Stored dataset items
- - -
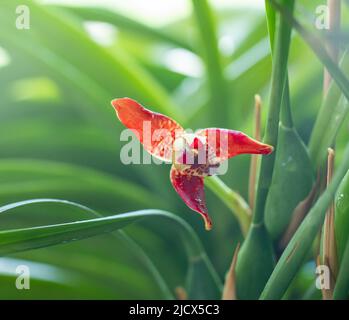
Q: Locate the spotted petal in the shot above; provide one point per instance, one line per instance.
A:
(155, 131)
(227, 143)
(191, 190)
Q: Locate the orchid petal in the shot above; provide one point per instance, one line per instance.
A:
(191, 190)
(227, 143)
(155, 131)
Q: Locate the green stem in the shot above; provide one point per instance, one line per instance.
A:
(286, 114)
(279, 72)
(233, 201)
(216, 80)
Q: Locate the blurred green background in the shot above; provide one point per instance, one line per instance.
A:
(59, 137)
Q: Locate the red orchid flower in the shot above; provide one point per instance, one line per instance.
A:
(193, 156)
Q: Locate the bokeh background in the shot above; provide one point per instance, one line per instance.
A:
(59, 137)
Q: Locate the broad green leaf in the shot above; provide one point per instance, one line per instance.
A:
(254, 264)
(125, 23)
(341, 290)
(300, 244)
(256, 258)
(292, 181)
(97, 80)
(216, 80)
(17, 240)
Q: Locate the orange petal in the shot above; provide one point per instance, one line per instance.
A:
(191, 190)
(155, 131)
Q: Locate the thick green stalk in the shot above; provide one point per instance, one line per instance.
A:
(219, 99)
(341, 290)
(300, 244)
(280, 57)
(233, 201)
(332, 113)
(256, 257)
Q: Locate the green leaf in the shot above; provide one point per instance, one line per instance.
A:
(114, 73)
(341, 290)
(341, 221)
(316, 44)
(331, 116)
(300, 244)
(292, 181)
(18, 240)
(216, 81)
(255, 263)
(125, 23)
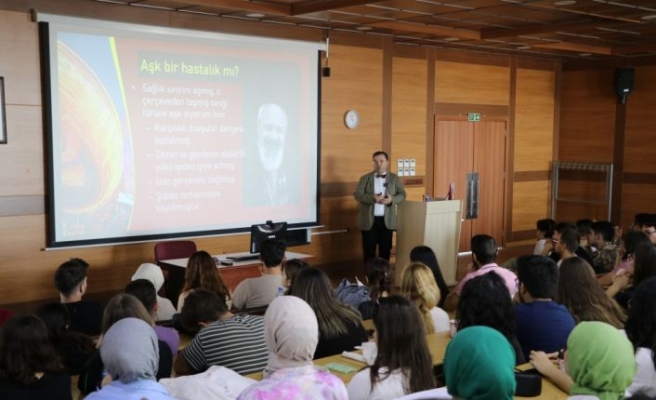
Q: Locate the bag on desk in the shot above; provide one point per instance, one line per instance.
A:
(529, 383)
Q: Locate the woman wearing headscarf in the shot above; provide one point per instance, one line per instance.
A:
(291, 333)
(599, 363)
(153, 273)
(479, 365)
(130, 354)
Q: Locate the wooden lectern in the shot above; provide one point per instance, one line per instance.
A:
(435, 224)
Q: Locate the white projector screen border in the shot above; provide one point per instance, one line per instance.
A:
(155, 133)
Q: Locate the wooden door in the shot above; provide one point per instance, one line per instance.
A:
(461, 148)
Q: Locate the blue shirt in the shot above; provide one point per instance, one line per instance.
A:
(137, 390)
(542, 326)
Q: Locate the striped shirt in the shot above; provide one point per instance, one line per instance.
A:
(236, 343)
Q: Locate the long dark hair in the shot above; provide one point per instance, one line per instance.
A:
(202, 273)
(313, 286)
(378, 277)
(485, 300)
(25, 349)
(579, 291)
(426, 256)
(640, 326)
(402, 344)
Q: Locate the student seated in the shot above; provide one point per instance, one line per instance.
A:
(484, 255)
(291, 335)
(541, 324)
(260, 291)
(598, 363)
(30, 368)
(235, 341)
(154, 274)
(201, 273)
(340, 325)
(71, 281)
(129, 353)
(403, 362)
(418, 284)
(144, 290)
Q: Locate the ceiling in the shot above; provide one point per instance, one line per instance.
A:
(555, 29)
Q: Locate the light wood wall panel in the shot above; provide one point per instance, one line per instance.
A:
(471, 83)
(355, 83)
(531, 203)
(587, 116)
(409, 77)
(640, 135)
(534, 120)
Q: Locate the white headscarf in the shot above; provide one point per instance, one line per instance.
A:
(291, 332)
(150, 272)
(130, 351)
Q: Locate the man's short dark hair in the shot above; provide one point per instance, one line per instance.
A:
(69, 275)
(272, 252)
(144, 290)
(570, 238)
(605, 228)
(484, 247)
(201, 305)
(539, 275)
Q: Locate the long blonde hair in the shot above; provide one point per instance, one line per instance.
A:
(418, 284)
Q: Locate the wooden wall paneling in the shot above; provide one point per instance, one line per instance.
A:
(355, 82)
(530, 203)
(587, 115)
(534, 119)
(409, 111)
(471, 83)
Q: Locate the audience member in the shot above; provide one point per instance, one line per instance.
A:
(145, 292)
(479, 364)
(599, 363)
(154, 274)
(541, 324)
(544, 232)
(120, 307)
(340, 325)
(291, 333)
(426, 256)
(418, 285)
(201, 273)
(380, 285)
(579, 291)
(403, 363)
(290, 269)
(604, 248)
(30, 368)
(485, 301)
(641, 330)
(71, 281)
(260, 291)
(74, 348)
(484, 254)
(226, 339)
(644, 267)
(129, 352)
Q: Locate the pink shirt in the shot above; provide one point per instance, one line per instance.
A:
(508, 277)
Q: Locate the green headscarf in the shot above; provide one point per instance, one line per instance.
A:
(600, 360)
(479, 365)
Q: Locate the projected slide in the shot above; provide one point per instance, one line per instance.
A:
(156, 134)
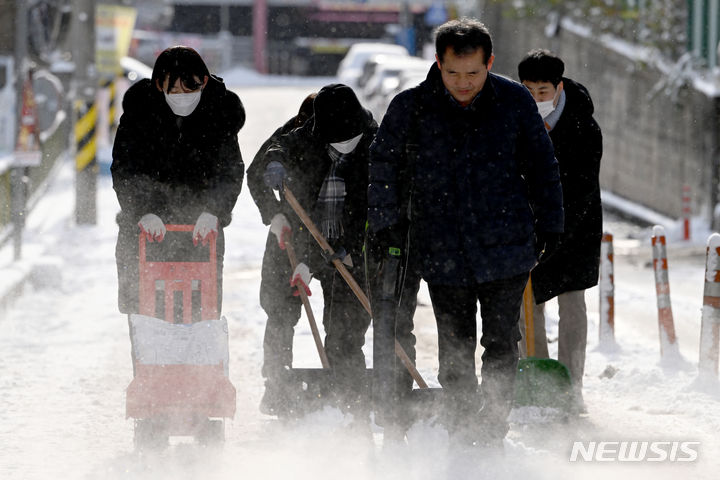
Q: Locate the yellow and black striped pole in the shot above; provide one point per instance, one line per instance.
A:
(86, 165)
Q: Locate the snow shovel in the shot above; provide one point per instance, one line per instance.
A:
- - -
[Work required]:
Scan the entries above and show each line that contains the word "green".

[The answer]:
Q: Locate the green stem in the shot above; provide one point per instance, one line per instance.
Q: Locate the blurred green background in the shot above; provide one point per instance, one line per instance.
Q: Locate the broad green leaf in the shot above; provide one point per instance, one line per instance.
Q: Locate the thick green stalk in the shot above; provide one point per instance, one line per instance.
Q: Locate the green leaf in the shot above; provide one point per instance, one line per instance.
Q: Locate the green headscarf in the shot above; provide one point per instance, one line per instance.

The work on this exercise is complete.